* [AIM OF THE TASK]:
Word for word, give the listing below again.

* [RAW DATA]:

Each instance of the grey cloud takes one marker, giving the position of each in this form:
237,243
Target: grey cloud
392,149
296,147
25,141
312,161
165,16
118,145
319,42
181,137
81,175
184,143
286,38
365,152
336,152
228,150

* [RESULT OF THE EXERCISE]:
Each instance of the grey cloud takes one marker, giving the position of each in this form:
237,243
Target: grey cloud
392,149
296,147
25,141
312,161
165,16
118,145
319,42
181,137
81,175
184,143
286,38
365,152
336,152
228,150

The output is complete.